====== Supplied records ======

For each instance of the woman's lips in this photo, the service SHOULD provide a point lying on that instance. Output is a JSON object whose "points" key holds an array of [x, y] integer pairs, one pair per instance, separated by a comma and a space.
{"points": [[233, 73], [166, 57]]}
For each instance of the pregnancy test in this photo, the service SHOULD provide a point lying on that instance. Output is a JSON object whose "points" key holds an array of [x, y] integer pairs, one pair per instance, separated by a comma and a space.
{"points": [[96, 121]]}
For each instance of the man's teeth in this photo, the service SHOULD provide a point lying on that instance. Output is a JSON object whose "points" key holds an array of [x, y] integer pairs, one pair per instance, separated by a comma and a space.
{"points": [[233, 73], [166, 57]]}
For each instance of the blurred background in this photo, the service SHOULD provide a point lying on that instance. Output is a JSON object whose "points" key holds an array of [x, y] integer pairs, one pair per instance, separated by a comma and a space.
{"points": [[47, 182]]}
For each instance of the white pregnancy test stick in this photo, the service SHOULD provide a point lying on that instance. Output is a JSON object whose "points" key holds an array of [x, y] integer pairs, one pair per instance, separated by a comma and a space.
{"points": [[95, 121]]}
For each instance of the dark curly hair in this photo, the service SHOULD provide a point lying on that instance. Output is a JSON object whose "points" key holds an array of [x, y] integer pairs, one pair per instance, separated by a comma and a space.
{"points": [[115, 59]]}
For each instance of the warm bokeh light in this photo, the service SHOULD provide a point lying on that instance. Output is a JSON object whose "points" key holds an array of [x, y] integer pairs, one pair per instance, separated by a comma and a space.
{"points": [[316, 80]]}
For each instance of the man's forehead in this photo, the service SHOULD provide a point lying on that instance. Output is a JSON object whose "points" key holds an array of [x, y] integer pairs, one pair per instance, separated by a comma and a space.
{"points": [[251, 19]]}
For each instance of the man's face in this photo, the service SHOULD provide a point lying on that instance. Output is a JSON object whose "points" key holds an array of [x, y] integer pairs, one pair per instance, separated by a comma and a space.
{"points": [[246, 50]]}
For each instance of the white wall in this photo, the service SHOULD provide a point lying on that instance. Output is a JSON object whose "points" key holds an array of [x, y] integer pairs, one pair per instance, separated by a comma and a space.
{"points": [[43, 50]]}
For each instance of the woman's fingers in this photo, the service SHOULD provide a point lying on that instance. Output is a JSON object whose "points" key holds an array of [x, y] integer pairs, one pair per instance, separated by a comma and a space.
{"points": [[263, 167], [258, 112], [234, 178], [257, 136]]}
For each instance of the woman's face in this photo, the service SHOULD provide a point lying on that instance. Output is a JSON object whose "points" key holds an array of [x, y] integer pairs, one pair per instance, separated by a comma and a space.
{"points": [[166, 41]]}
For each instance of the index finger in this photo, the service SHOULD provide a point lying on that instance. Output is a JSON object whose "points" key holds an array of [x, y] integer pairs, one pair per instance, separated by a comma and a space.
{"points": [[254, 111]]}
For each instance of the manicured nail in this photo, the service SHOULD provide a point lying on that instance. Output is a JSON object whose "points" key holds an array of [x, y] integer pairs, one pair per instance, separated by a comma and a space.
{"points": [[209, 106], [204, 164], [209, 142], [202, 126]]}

======

Please write out every record shown above exactly as it reads.

Reply
For each instance of the woman's lips in this photo, the service SHOULD provide a point lying on that instance. Output is a JSON object whose "points" key holds an array of [x, y] integer pairs, one pair per instance, separated by a comma and a space.
{"points": [[233, 73], [166, 57]]}
For each instance of the pregnancy test in this photo, the service SHOULD provide a point lying on that instance. Output is a JSON object whose "points" key holds an array of [x, y] integer pairs, one pair per instance, separated by a comma and a space.
{"points": [[96, 121]]}
For each instance of the man's teeth in this photo, the service SHOULD provide a point lying on that instance. Output is a JSON object whose "points" key holds an array of [x, y] integer pairs, one pair per instance, separated by a comma and a space.
{"points": [[233, 73], [166, 57]]}
For each instance of the blurred background in this photo, the service SHOULD provide a point lying on that instance. Output is a JSON object whose "points" key holds an array of [x, y] integer pairs, one pair per instance, separated by a comma and a space.
{"points": [[47, 182]]}
For each instance of the white pregnancy test stick in this photo, the service SHOULD provide a point lying on that instance. Output is a JSON object whose "points" key holds an array of [x, y] integer pairs, one pair per instance, separated by a comma and a space.
{"points": [[95, 121]]}
For each instance of the dark curly hair in this photo, the service SHOULD provide a point lying on that instance. Output is a JSON object whose "points" key holds an array of [x, y] integer pairs, one pair per instance, separated by a comma and a space.
{"points": [[115, 59]]}
For each instance of the warm bokeh light in this photo, the service SHOULD provide a point lying on that instance. Output is a JSON object whose "points" key holds an array of [x, y] integer pairs, one pair per instance, separated by a comma and a space.
{"points": [[316, 80]]}
For each instance of the man's forehead in this photo, the service SHOULD provide a point lying on that instance. Output is a JSON object whose "points" key holds an array of [x, y] integer pairs, one pair per instance, separated by a comma and a space.
{"points": [[251, 19]]}
For each instance of the man's face in this photo, the service SHOULD provide a point lying on that instance. Output is a JSON object whose "points" key holds an array of [x, y] integer pairs, one pair per instance, separated by a comma and a space.
{"points": [[246, 50]]}
For each instance of the white wall in this photo, the service SHOULD provide a point lying on that instance. Output is a JSON object whose "points" key holds an array of [x, y] integer pairs, one pair per instance, separated by a comma and a space.
{"points": [[43, 50]]}
For each instance of the woman's fingers in this photo, the service SHOULD provide a point lying on that instance. Output is a JSON object whose "points" key holds an array of [x, y] integer pairs, one pair per instance, separated by a comma and a space.
{"points": [[263, 167], [258, 112], [234, 178], [257, 136]]}
For each instance of the woman's face in this photo, the service SHOULD provide a point lying on that instance. Output is a JSON object whose "points" key holds an array of [x, y] integer pairs, one pair per instance, separated by a comma and a space.
{"points": [[166, 41]]}
For each instance of the index finger in this photo, the service SHOULD provide a point lying on that instance. Output is a JSON object whose "points" key holds an array of [x, y] integer pairs, one pair per instance, separated by a comma and a space.
{"points": [[254, 111]]}
For each instance of the manicured nail in this photo, the service SHOULD provide a point lying on that instance. Output is a JSON object whose "points" key holds an array of [x, y] integer pairs, one pair per instance, separated by a comma and a space.
{"points": [[209, 106], [204, 164], [209, 142], [202, 126]]}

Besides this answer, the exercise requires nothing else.